-- TASK INSTRUCTIONS --
Give the data below again exactly, and drop each picture from it.
------ DATA EXTRACTS ------
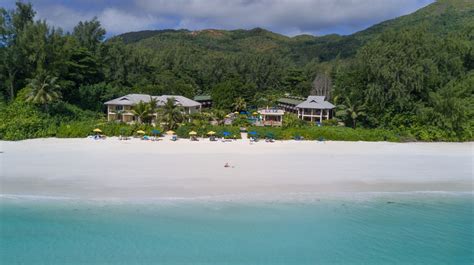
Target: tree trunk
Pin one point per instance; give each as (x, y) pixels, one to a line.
(11, 77)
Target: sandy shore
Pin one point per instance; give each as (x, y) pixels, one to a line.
(85, 168)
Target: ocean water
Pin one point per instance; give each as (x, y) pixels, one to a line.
(392, 228)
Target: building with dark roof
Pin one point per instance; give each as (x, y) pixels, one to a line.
(120, 109)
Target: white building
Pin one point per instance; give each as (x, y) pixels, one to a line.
(120, 109)
(315, 108)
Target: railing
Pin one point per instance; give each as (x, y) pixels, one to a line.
(268, 123)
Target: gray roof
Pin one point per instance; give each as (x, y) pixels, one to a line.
(202, 98)
(180, 101)
(132, 99)
(290, 101)
(129, 100)
(315, 102)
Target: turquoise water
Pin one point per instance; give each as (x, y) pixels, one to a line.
(349, 229)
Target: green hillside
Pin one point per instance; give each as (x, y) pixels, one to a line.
(413, 75)
(440, 18)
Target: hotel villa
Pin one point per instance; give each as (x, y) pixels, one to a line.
(120, 109)
(313, 108)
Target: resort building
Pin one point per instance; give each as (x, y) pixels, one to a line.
(289, 103)
(205, 100)
(270, 117)
(313, 108)
(120, 109)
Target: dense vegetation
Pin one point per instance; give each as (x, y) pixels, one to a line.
(410, 78)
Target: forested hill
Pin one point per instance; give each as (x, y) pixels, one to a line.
(440, 18)
(413, 74)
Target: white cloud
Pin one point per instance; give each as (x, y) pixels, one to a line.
(61, 16)
(281, 15)
(115, 21)
(285, 16)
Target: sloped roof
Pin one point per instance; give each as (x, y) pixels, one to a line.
(180, 101)
(315, 102)
(202, 98)
(290, 101)
(132, 99)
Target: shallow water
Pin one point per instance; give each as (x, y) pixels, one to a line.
(365, 228)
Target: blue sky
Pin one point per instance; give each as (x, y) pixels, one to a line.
(289, 17)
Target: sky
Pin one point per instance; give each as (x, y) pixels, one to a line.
(288, 17)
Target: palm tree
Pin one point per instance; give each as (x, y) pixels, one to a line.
(153, 104)
(353, 111)
(239, 104)
(43, 89)
(218, 116)
(142, 111)
(171, 114)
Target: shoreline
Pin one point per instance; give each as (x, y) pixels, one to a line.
(136, 169)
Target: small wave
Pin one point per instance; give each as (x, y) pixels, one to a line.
(246, 198)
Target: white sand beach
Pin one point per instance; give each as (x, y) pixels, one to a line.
(136, 169)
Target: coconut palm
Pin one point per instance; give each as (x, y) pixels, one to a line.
(43, 89)
(153, 104)
(171, 114)
(142, 111)
(239, 104)
(353, 111)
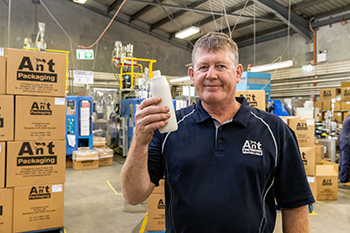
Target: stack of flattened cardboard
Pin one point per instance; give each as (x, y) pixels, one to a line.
(156, 208)
(322, 175)
(32, 123)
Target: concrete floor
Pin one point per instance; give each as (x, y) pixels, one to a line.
(91, 205)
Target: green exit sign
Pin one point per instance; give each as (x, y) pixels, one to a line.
(85, 54)
(307, 68)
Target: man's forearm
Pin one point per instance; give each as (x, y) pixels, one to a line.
(295, 220)
(134, 176)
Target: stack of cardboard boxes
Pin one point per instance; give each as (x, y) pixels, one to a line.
(100, 156)
(341, 107)
(322, 175)
(32, 140)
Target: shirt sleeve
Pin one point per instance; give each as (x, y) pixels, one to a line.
(155, 161)
(291, 186)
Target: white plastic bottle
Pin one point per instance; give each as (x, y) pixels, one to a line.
(160, 87)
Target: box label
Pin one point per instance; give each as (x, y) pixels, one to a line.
(59, 101)
(39, 192)
(41, 108)
(56, 188)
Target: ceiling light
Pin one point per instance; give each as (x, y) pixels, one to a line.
(184, 79)
(80, 1)
(272, 66)
(187, 32)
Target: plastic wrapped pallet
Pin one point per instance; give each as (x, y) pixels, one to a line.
(85, 159)
(105, 156)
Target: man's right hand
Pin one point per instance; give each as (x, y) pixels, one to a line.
(148, 118)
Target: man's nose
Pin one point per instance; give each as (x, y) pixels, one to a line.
(212, 73)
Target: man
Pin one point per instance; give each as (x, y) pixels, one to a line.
(226, 163)
(344, 163)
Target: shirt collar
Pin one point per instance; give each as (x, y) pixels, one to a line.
(241, 117)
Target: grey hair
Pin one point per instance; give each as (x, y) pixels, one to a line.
(214, 41)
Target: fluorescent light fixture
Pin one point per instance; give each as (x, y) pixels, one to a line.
(80, 1)
(187, 32)
(272, 66)
(184, 79)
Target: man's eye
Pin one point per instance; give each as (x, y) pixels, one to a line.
(221, 67)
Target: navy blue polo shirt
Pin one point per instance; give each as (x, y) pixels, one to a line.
(225, 179)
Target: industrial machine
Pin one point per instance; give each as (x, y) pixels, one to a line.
(78, 123)
(255, 81)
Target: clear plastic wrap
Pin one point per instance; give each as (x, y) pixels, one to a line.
(85, 155)
(105, 152)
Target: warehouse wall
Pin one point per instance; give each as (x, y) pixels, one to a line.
(84, 27)
(334, 38)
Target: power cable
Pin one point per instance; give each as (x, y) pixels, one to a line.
(9, 24)
(211, 9)
(227, 23)
(239, 17)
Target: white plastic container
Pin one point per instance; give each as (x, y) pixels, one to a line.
(160, 87)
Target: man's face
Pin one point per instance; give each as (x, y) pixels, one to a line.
(215, 77)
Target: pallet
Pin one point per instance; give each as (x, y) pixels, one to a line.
(52, 230)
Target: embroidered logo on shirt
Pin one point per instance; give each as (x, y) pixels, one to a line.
(252, 147)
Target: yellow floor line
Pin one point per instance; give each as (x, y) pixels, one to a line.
(113, 188)
(144, 223)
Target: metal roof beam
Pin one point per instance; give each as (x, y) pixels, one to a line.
(266, 35)
(175, 15)
(297, 23)
(143, 11)
(331, 20)
(114, 5)
(203, 11)
(332, 12)
(305, 4)
(228, 11)
(136, 27)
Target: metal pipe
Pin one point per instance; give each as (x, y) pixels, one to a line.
(311, 81)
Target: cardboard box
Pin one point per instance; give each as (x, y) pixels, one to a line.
(255, 98)
(326, 105)
(105, 156)
(6, 117)
(345, 84)
(318, 104)
(85, 159)
(304, 129)
(99, 142)
(337, 106)
(2, 164)
(39, 162)
(38, 207)
(345, 105)
(328, 93)
(156, 212)
(338, 116)
(309, 160)
(6, 210)
(39, 118)
(326, 182)
(2, 70)
(312, 184)
(345, 93)
(319, 154)
(35, 73)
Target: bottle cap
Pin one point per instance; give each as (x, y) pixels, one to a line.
(156, 73)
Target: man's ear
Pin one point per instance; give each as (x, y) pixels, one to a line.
(239, 72)
(191, 74)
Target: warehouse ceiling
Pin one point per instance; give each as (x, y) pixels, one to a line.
(248, 21)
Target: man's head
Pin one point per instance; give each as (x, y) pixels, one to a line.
(214, 41)
(215, 70)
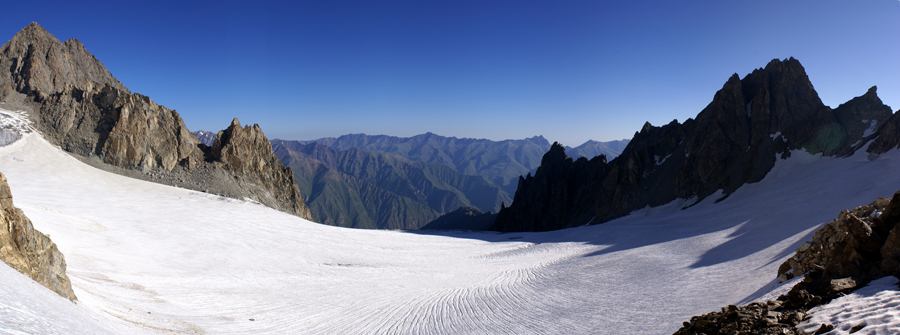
------
-- RESPONSE TO THIS EXERCISE --
Target: tree trunk
Pin one point per instance; give each as (x, y) pixels, one to a line.
(11, 77)
Target: sandy shore
Pin one point per instance; give each as (x, y) pixels, one to a line.
(85, 168)
Target: ocean water
Pin one point per instance; give each as (x, y) pixels, one to a line.
(392, 228)
Target: building with dark roof
Pin one point per instance; give each as (x, y) pixels, one to a line.
(120, 109)
Target: white building
Pin one point per instance; give each as (x, y) pixels, one to a line.
(120, 109)
(315, 108)
Target: railing
Pin one point per instance; give each as (x, y) pixels, one to a line.
(268, 123)
Target: gray roof
Pin one point per instance; give each as (x, y) pixels, one to a line.
(202, 98)
(180, 101)
(132, 99)
(290, 101)
(129, 100)
(315, 102)
Target: turquoise water
Pin one point per instance; give each as (x, y) pixels, one to a line.
(349, 229)
Target: green hillside
Pin one point per instance; give each as (x, y) pixels, one to a line.
(413, 75)
(440, 18)
Target: hotel villa
Pin one point per instance; give each as (x, y) pixels, one to a line.
(120, 109)
(313, 108)
Target: resort building
Pin one point per instance; give each as (x, y) pixels, one to a line.
(289, 103)
(205, 100)
(270, 117)
(313, 108)
(120, 109)
Target: dense vegetation
Pin one point per instance; give each as (x, y) pixels, one to a line.
(410, 78)
Target: forested hill
Pin one point per instance; give each as (x, y) pixels, one to a line.
(440, 18)
(413, 74)
Target: white cloud
Pin one point per instance; give each as (x, y) pixels, one to a line.
(61, 16)
(281, 15)
(115, 21)
(285, 16)
Target: sloped roof
Pin one point per instance; give each as (x, y) pixels, one to a line.
(180, 101)
(315, 102)
(202, 98)
(290, 101)
(132, 99)
Target: shallow water
Pin one point per instance; give each as (x, y) pixels, one to a line.
(365, 228)
Target: blue sky
Pin one point per instance; give each as (x, y) pixels, one to a line.
(289, 17)
Target: sky
Pin one point per instance; give each as (x, y) pixels, one to a line.
(288, 17)
Target: palm tree
Pin one point per instance; give each as (x, y) pixels, one to a line.
(153, 104)
(353, 111)
(239, 104)
(43, 89)
(218, 116)
(142, 111)
(171, 114)
Target: shoreline
Pin one point per instance; give each as (x, y) pixels, one to a line.
(136, 169)
Target: small wave
Pin one point per instance; give each as (x, y) pixels, one to a line.
(246, 198)
Target: white sand beach
Pin one point per instance; give each as (x, y) pixels, one to a line.
(136, 169)
Target: coconut palm
Pin one point per instance; give each as (x, y) pixels, one to a line.
(43, 89)
(153, 104)
(171, 114)
(142, 111)
(239, 104)
(353, 111)
Target: stack of flattened cardboard
Pin one point per instance; give each as (x, y) pixels, one to a line.
(156, 208)
(322, 175)
(32, 123)
Target: concrete floor
Pin one point per instance; give each as (x, y) pixels, one to a line.
(91, 205)
Target: green exit sign
Pin one point per instance; give each as (x, y) pixels, one to a line.
(85, 54)
(307, 68)
Target: man's forearm
Pin one point per instance; give each as (x, y) pixels, one to a line.
(295, 220)
(134, 176)
Target: stack of cardboard boxes
Pin one point per instance; give each as (x, y) pixels, one to a line.
(100, 156)
(341, 107)
(322, 175)
(32, 140)
Target: shirt sleeve
Pin one point per instance; give each as (x, y) pixels, one to a line.
(155, 161)
(291, 186)
Target: white plastic bottle
Pin one point per instance; give each as (x, y) pixels, one to a line.
(160, 87)
Target: box label
Pin one point per instance; give each as (x, y) pixels, one to a line.
(59, 101)
(39, 192)
(41, 108)
(56, 188)
Target: ceiling light
Pin one point per instance; give each as (x, y) pixels, one to a line.
(184, 79)
(80, 1)
(272, 66)
(187, 32)
Target: plastic wrapped pallet
Pin one point per instance; give each as (x, y) pixels, one to a line.
(85, 159)
(105, 156)
Target: man's right hand
Pin one point per instance; give each as (x, y) pixels, one to a line.
(148, 118)
Target: man's nose
Pin one point per instance; give each as (x, y) pixels, one to a line.
(212, 73)
Target: man
Pin one point per instance; give each as (x, y) pixels, one to a line.
(226, 163)
(344, 163)
Target: shirt collar
Pin one point per instance; give each as (x, y) pixels, one to a line.
(241, 117)
Target: grey hair
Pin one point per instance; give each as (x, y) pixels, one to a line.
(214, 41)
Target: fluorescent light fixture
Pin one point per instance; give each as (x, y) pixels, one to a line.
(80, 1)
(187, 32)
(272, 66)
(184, 79)
Target: man's eye
Pin one point per instance; give each as (x, y) pixels, one to a line.
(221, 67)
Target: navy blue polo shirt
Pin one point per instance; give each as (x, y) pixels, one to a line.
(225, 179)
Target: industrial machine
Pin one point per instance; give each as (x, y) pixels, one to a line.
(78, 123)
(255, 81)
Target: clear plastic wrap
Pin one point per instance; give each as (x, y) pixels, one to a line.
(85, 155)
(105, 152)
Target: warehouse wall
Pin one point per instance; give each as (x, y) pixels, one to a line.
(84, 27)
(334, 38)
Target: power cable
Pin one point per instance; give each as (x, y) pixels, one to a line.
(9, 24)
(211, 9)
(227, 23)
(239, 17)
Target: white plastic container
Pin one point per instance; give each as (x, y) pixels, one to a line.
(160, 87)
Target: man's face
Pin one point per instance; give each as (x, y) pixels, one to a line.
(215, 77)
Target: pallet
Pin one point per instance; give each as (x, y) pixels, one to a line.
(52, 230)
Target: embroidered logo on shirt
Pin one point per instance; give each as (x, y) pixels, one to a line.
(252, 147)
Target: yellow floor line
Pin one point per instance; give each as (x, y) pixels, one to a line.
(113, 188)
(144, 223)
Target: metal roof beam
Pin one point per instance; give each as (x, y) pixels, one to a line.
(266, 35)
(175, 15)
(297, 23)
(143, 11)
(331, 20)
(114, 5)
(203, 11)
(332, 12)
(305, 4)
(228, 11)
(136, 27)
Target: metal pipe
Pin one point per instance; give each as (x, y) pixels, one to a line.
(311, 81)
Target: cardboard box
Pin one point per instance; give each as (x, y) pixels, one to a line.
(255, 98)
(326, 105)
(105, 156)
(6, 117)
(345, 84)
(318, 104)
(85, 159)
(304, 129)
(99, 142)
(337, 106)
(2, 164)
(39, 162)
(38, 207)
(345, 105)
(328, 93)
(156, 212)
(338, 116)
(309, 160)
(6, 210)
(39, 118)
(326, 182)
(2, 70)
(312, 184)
(345, 93)
(319, 154)
(35, 73)
Target: bottle cap
Pin one point per instance; give each as (x, y) pixels, one to a line.
(156, 73)
Target: man's ear
Pin one point per instance; give each as (x, y) pixels, one to a line.
(239, 72)
(191, 74)
Target: warehouse ceiling
Pin one point per instance; give each as (x, y) pixels, one to a line.
(248, 21)
Target: man's head
Pin one point per instance; give each as (x, y) pixels, one to a line.
(214, 41)
(215, 70)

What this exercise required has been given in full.